Problem A:
In the Redskins article, whom did Albert Breer replace in the Sports Illustrated Monday Morning Quarterback role?

☆ ☆ ☆

Ohio State alumnus Albert Breer dives deep into the process that brought former Buckeye Dwayne Haskins (back) to DC

Miami Dolphins v Washington Redskins Photo by Patrick Smith/Getty Images

Albert Breer took over the Sports Illustrated Monday Morning Quarterback (MMQB) gig from Peter King about 11 months ago. It’s a high-profile platform for the 39-year-old journalist.

This week, SI/MMQB published a fairly in-depth article titled, How Washington Decided to Draft Dwayne Haskins. Afterward, he talked about the article and its background on the Grant & Danny show on 106.7 The Fan.

When I first became aware of the article, I thought it was going to be all about Dwayne Haskins.

It isn’t. Not really.

The article puts the focus on Jay Gruden, and in both the article, itself, and the subsequent radio interview, Breer paints a picture of a highly competent and confident Jay Gruden who was an integral part of the Redskins draft preparation.

This is significant, in my mind, because of the view, widely held among Redskins fans, that Jay Gruden is a lame duck coach who is “gone” when the final whistle blows on the 2019 season. This view is so entrenched that it is taken as ‘gospel’ by many, who would be absolutely shocked if Jay were still the head coach in 2020.

New York Giants v Washington Redskins Photo by Patrick Smith/Getty Images

For this reason, many fans have said that they don’t want Jay ‘anywhere near’ the development of a young quarterback like Haskins. They argue rather strongly that, since Jay will not be here in 2020, he should never have been retained for 2019. Those people also point to earlier media reports of Jay being locked out of the scouting and pre-draft planning as evidence of Jay’s lame duckness.

I tend to hold a different view — not so much of the question of whether Jay should still be the head coach of the Redskins — but whether his fate is already written in stone.

☆ ☆ ☆

Problem B:
Please convert the records, starting at the line that contains "building, I would be grateful." and ending at the line that contains "[[[28,164],[13,140],[0,132],[0,199],[32,196],[35,191]]]", into a Markdown table with the columns Row and Line, leaving out blank lines.

☆ ☆ ☆

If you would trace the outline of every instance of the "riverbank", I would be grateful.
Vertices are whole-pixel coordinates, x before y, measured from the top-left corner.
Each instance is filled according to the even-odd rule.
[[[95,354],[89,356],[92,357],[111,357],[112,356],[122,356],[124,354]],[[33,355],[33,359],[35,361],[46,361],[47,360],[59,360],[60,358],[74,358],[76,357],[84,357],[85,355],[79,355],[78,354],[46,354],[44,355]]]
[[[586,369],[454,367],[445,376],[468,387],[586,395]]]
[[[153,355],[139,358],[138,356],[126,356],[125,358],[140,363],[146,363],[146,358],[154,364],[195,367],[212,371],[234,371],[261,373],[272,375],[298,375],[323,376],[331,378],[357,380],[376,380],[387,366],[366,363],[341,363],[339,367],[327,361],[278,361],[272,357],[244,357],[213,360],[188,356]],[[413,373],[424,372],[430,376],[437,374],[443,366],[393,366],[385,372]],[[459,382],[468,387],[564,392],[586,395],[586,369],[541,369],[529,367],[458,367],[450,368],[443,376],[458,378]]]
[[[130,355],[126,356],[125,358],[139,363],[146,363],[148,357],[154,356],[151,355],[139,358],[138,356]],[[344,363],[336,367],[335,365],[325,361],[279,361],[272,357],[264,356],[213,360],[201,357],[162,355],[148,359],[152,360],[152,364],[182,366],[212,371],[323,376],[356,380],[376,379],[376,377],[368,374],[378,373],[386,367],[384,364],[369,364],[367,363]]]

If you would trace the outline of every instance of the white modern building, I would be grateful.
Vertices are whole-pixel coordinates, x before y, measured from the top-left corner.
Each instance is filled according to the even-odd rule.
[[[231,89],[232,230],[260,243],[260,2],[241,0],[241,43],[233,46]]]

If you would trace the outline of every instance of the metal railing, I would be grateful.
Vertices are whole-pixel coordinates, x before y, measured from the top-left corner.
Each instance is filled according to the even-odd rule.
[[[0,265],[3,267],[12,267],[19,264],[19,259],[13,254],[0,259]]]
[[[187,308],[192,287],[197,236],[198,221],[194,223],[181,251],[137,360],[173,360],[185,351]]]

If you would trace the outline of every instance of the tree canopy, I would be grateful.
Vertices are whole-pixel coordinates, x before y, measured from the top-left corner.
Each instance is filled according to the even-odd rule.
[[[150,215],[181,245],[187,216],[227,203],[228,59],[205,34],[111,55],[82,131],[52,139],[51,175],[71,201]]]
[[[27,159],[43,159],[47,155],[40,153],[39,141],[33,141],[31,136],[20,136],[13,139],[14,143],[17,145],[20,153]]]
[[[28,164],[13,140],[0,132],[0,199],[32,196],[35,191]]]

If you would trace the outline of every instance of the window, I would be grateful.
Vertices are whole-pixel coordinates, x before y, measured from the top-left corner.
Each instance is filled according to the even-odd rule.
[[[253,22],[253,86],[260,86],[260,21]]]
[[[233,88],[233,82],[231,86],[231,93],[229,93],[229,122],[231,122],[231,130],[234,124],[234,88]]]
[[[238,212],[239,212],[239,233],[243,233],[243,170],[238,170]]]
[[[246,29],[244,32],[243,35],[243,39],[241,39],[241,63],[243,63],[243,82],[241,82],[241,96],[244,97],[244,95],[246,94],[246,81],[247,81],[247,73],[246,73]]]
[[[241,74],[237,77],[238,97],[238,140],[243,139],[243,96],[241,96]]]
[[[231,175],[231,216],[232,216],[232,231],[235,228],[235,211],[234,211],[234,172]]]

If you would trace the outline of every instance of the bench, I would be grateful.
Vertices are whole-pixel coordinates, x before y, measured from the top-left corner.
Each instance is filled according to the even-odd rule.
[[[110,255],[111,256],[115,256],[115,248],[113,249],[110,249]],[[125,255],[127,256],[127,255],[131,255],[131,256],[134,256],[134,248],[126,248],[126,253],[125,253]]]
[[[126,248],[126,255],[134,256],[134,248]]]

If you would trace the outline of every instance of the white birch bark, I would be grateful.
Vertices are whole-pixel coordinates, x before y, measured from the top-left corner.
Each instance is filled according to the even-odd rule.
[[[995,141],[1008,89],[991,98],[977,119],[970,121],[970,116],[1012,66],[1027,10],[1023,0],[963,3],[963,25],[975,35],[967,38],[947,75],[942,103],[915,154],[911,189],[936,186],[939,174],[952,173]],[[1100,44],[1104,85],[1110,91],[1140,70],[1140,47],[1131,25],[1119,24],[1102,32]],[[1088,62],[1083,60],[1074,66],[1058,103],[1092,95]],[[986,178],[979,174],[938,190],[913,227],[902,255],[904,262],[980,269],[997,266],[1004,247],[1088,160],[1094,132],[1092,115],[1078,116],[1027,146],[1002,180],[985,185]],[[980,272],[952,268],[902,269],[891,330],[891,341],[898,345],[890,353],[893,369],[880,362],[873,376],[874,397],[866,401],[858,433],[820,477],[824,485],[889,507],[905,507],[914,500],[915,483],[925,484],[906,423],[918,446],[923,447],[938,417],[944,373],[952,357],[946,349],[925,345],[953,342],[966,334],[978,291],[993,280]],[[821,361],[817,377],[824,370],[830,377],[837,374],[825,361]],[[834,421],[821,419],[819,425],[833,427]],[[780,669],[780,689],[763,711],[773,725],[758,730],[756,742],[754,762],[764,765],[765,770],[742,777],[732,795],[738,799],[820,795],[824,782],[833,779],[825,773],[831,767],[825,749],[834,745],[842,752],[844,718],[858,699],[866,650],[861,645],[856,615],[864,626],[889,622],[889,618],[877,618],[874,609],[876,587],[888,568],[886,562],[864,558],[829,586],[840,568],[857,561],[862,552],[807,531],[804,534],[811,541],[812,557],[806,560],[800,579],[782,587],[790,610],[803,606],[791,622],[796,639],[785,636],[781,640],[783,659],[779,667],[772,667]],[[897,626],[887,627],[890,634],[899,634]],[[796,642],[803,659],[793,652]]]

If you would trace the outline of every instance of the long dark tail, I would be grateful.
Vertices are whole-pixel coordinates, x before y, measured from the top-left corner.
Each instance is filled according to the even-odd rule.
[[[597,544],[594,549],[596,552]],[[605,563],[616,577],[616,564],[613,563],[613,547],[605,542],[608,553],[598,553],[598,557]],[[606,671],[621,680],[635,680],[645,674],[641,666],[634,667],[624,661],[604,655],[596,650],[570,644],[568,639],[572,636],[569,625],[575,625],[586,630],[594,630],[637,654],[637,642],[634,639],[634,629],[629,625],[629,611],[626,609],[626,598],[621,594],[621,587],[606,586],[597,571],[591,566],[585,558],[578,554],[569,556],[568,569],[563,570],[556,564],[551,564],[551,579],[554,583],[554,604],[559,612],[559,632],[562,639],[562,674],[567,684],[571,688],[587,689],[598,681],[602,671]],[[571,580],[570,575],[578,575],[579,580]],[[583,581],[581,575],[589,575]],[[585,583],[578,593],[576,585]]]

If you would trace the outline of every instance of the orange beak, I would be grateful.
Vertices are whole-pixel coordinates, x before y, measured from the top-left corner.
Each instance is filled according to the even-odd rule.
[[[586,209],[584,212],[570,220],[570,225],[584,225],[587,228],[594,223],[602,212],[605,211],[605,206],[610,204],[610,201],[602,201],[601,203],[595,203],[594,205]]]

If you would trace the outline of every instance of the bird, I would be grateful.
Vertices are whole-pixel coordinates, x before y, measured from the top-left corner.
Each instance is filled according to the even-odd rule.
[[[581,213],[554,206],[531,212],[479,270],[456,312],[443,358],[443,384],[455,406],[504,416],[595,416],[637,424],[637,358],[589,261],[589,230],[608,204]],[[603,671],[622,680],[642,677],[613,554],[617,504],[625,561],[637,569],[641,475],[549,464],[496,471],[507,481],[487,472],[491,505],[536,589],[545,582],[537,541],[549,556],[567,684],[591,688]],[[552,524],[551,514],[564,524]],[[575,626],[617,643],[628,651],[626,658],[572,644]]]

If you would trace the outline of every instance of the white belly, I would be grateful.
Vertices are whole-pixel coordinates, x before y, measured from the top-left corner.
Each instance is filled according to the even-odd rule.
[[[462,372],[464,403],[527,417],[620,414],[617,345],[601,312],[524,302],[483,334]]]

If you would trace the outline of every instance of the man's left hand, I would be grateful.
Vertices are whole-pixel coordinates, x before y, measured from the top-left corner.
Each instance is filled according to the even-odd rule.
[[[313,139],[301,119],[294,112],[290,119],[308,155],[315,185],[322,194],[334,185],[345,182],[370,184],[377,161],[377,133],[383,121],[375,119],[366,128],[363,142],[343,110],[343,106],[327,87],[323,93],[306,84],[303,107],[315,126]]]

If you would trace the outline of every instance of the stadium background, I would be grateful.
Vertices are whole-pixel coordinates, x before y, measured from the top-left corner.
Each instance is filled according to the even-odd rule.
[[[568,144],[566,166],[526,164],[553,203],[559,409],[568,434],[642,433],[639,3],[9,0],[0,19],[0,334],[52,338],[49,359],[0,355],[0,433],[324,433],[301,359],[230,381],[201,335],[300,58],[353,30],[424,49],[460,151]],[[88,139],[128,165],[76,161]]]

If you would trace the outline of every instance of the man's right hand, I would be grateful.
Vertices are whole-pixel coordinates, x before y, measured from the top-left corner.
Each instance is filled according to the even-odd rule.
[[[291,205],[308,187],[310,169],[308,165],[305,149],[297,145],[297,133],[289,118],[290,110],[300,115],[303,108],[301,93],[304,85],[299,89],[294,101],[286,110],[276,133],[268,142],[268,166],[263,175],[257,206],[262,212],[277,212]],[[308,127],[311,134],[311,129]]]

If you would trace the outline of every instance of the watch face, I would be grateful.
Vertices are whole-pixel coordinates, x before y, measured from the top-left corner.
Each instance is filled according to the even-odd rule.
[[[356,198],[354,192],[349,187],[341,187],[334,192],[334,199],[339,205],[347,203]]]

☆ ☆ ☆

Full response A:
Peter King

Full response B:
| Row | Line |
|---|---|
| 1 | If you would trace the outline of every instance of the white modern building, I would be grateful. |
| 2 | Vertices are whole-pixel coordinates, x before y, measured from the top-left corner. |
| 3 | Each instance is filled according to the even-odd rule. |
| 4 | [[[231,89],[232,230],[260,243],[260,2],[241,0],[241,43],[233,46]]] |
| 5 | If you would trace the outline of every instance of the metal railing, I would be grateful. |
| 6 | Vertices are whole-pixel coordinates, x before y, measured from the top-left corner. |
| 7 | Each instance is filled according to the even-odd rule. |
| 8 | [[[0,265],[3,267],[12,267],[19,264],[19,259],[13,254],[0,259]]] |
| 9 | [[[187,308],[192,287],[197,236],[198,221],[194,223],[181,251],[137,360],[173,360],[185,351]]] |
| 10 | If you would trace the outline of every instance of the tree canopy, I would be grateful. |
| 11 | Vertices are whole-pixel coordinates, x before y, measured from the top-left corner. |
| 12 | Each instance is filled according to the even-odd rule. |
| 13 | [[[150,215],[181,245],[187,216],[227,203],[228,59],[205,34],[111,55],[82,131],[52,139],[51,175],[71,201]]] |
| 14 | [[[27,159],[43,159],[47,155],[40,153],[39,141],[33,141],[31,136],[20,136],[13,139],[14,143],[17,145],[20,153]]] |
| 15 | [[[28,164],[13,140],[0,132],[0,199],[32,196],[35,191]]] |